## Brief
Return copies of the lines below that mention "pole".

## Dataset entries
++++++++++++++++++++
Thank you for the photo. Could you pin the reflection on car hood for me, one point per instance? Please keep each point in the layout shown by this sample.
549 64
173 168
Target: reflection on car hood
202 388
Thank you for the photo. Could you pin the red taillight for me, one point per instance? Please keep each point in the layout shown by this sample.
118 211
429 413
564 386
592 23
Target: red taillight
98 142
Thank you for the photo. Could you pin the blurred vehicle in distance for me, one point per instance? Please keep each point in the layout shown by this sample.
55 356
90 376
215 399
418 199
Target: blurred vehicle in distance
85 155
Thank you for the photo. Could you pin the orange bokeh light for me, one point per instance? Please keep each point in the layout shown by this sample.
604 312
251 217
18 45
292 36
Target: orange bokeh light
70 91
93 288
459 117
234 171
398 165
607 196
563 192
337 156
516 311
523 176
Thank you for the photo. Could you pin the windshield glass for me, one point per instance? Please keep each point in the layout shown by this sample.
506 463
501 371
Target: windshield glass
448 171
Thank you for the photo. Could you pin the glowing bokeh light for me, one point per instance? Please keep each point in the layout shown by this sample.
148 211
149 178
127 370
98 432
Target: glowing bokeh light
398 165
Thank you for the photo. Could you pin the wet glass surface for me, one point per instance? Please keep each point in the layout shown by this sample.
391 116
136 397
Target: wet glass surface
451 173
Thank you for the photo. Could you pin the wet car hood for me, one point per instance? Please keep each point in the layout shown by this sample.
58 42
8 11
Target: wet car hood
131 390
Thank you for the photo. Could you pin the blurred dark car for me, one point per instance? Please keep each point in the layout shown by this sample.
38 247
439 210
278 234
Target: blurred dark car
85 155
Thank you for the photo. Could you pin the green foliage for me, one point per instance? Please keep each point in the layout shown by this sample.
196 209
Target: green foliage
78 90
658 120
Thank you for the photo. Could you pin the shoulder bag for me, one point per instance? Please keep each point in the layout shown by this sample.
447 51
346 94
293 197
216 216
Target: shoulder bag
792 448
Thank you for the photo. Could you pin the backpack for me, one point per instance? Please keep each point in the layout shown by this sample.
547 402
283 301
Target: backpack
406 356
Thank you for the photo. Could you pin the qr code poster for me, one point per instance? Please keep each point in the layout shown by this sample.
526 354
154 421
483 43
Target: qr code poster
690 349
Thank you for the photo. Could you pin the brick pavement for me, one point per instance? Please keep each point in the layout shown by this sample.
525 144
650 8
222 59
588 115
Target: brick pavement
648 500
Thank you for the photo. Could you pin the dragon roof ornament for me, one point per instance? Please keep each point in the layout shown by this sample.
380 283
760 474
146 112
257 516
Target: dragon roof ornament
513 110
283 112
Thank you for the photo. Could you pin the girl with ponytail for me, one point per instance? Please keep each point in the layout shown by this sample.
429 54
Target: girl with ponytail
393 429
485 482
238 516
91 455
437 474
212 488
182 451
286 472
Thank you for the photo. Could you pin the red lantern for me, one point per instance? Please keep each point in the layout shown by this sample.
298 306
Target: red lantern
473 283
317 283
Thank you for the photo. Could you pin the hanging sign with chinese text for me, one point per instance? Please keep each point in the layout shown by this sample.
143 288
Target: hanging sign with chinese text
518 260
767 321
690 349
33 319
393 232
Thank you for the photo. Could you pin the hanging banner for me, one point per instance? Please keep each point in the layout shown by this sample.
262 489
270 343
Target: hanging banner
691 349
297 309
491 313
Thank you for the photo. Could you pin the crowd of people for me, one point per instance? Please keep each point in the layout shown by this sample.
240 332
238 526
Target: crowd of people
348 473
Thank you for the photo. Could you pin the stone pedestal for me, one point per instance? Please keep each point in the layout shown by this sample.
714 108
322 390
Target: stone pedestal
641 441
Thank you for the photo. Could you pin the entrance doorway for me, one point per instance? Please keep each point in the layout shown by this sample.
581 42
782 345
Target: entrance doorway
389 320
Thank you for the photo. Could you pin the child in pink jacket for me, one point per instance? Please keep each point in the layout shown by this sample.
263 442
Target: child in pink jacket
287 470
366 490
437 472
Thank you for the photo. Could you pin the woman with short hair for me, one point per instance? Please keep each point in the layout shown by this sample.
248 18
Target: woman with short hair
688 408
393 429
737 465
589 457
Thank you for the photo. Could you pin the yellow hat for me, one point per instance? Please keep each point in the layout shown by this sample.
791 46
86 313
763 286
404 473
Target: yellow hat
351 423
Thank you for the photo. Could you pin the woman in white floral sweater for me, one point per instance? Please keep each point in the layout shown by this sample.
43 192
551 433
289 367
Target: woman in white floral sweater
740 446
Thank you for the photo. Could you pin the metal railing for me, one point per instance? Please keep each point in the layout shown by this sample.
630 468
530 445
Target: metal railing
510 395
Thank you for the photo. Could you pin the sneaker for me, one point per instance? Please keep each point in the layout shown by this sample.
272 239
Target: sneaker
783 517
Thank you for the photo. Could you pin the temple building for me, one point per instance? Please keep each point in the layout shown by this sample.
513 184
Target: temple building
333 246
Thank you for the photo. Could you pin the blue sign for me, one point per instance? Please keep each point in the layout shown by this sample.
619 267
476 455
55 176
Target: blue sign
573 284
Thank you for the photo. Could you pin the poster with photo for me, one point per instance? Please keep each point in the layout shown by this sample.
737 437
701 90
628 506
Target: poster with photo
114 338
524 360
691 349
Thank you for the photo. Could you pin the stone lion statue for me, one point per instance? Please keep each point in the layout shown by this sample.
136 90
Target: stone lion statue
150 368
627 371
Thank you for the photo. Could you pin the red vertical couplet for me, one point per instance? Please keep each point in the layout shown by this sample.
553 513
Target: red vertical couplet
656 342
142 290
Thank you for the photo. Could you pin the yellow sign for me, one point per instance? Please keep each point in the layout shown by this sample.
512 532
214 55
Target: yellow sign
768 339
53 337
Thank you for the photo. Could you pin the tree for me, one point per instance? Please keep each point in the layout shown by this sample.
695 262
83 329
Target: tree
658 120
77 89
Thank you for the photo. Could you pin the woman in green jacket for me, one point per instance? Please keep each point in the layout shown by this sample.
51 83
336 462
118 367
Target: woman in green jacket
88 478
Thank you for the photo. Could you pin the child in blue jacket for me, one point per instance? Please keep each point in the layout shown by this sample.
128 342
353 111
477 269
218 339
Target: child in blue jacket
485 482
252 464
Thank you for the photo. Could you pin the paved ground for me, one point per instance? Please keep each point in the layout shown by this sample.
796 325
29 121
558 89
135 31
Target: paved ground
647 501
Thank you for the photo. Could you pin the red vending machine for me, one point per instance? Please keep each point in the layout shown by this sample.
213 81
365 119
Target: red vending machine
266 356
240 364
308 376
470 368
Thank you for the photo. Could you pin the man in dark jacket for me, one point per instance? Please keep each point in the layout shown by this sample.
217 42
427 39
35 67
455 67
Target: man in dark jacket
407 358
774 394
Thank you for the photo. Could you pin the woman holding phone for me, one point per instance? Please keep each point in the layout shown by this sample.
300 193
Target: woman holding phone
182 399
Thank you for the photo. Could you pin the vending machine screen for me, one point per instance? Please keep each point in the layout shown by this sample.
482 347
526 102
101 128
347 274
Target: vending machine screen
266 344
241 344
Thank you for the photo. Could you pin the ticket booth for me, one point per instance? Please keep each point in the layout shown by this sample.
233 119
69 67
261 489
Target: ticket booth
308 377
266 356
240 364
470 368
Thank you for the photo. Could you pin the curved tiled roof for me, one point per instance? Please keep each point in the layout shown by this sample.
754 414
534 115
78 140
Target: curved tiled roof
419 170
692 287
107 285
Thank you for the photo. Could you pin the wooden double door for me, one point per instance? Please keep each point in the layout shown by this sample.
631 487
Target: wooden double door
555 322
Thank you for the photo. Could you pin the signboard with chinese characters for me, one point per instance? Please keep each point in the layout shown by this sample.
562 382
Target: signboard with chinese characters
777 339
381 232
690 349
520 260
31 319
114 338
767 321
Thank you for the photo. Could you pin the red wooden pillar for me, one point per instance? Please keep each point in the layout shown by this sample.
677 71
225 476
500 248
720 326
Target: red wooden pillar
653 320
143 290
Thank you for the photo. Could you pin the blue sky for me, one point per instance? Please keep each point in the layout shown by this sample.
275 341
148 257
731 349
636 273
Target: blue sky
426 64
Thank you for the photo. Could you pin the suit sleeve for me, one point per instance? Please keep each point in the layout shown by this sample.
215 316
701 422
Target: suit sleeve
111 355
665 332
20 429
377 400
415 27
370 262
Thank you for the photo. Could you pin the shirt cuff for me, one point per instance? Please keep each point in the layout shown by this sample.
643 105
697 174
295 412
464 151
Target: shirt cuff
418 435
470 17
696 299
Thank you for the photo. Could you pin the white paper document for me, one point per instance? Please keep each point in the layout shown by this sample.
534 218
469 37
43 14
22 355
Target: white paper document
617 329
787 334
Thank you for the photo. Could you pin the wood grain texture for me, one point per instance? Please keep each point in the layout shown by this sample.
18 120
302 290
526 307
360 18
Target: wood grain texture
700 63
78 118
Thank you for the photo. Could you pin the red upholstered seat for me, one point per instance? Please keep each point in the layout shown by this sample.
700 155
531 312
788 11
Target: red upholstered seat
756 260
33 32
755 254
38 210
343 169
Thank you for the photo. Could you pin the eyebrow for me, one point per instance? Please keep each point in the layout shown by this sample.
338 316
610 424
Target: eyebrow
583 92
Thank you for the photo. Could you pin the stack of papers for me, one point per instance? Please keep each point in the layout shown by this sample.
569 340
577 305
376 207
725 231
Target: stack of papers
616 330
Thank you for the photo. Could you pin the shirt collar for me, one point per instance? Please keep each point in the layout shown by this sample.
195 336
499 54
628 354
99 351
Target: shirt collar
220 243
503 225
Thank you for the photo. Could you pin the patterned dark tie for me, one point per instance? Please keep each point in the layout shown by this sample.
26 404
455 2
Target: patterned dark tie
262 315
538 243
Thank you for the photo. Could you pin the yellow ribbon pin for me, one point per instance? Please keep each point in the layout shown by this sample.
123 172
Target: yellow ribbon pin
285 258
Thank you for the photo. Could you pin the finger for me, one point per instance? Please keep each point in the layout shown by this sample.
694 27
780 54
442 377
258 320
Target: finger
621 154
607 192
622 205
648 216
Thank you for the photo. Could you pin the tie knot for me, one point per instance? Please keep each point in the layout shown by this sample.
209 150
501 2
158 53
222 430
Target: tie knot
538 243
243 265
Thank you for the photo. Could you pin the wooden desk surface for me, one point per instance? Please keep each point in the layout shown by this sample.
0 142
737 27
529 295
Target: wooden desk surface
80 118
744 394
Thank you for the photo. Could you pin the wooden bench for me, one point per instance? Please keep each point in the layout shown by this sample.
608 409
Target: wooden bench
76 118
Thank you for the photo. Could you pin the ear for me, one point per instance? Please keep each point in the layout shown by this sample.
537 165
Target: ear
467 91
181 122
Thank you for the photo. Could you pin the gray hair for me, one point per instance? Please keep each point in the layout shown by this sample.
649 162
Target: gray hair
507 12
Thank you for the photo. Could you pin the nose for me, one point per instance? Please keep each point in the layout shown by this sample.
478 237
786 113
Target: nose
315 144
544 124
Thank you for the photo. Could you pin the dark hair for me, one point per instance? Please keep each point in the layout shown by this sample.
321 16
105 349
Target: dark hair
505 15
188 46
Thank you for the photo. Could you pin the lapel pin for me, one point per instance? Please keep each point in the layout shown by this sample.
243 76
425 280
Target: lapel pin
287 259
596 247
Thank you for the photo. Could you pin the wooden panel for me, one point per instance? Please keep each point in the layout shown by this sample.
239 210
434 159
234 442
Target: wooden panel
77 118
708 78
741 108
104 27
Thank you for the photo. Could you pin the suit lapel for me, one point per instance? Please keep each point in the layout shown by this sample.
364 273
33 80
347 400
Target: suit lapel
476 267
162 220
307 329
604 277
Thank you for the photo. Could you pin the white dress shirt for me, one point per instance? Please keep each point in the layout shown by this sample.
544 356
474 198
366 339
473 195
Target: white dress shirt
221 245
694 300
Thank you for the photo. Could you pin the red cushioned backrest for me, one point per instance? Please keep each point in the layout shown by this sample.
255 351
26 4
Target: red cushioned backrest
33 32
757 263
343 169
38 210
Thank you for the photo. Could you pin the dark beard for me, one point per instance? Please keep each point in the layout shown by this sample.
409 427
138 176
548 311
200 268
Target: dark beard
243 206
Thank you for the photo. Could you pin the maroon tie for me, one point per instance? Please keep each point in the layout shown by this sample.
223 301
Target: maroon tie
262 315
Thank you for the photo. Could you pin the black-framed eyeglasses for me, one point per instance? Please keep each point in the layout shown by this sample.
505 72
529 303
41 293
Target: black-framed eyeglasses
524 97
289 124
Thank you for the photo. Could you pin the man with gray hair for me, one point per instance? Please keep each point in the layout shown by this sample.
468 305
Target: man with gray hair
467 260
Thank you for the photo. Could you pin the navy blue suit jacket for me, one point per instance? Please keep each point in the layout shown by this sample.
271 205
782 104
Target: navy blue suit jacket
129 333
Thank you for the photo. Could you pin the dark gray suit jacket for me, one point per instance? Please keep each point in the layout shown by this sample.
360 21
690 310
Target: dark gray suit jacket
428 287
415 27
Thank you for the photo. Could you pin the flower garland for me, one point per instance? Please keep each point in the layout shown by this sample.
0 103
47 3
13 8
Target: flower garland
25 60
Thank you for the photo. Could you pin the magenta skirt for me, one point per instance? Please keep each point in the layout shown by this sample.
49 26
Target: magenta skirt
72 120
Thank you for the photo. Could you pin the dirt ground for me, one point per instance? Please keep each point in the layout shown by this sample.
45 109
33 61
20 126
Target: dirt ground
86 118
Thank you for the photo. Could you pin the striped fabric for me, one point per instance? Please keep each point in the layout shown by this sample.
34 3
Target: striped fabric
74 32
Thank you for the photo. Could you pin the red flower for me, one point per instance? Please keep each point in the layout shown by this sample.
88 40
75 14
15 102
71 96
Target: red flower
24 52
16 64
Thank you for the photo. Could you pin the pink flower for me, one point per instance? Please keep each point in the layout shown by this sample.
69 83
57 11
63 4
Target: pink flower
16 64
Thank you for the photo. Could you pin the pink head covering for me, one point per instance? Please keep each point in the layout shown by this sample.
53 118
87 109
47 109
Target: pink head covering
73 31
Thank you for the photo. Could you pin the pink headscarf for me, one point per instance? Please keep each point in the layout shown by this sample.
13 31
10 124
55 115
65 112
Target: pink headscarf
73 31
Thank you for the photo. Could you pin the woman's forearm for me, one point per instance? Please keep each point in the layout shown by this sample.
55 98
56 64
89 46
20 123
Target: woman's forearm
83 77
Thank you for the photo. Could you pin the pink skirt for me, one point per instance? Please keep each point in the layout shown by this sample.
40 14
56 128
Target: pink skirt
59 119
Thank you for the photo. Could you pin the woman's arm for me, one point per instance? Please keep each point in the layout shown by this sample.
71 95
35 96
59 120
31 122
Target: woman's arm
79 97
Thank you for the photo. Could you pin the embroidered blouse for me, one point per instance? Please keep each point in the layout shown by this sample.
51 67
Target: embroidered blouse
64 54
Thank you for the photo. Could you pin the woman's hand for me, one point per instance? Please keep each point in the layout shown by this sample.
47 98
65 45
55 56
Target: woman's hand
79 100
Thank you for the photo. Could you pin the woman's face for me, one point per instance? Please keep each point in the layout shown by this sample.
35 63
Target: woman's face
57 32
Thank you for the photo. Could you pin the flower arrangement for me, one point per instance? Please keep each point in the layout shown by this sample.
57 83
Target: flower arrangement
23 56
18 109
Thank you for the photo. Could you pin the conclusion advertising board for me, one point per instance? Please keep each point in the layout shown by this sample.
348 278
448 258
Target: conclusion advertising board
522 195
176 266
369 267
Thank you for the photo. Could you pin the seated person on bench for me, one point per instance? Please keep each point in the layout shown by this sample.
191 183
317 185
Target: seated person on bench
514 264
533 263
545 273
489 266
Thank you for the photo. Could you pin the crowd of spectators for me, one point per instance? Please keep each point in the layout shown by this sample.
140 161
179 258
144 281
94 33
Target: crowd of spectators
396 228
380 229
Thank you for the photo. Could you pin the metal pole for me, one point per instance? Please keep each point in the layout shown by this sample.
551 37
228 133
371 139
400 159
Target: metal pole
++++++++++++++++++++
## Response to this task
Thank you for the photo. Could you pin the metal pole for me, one point per instance? Please keep each point in the layout shown by this sample.
Target: metal pole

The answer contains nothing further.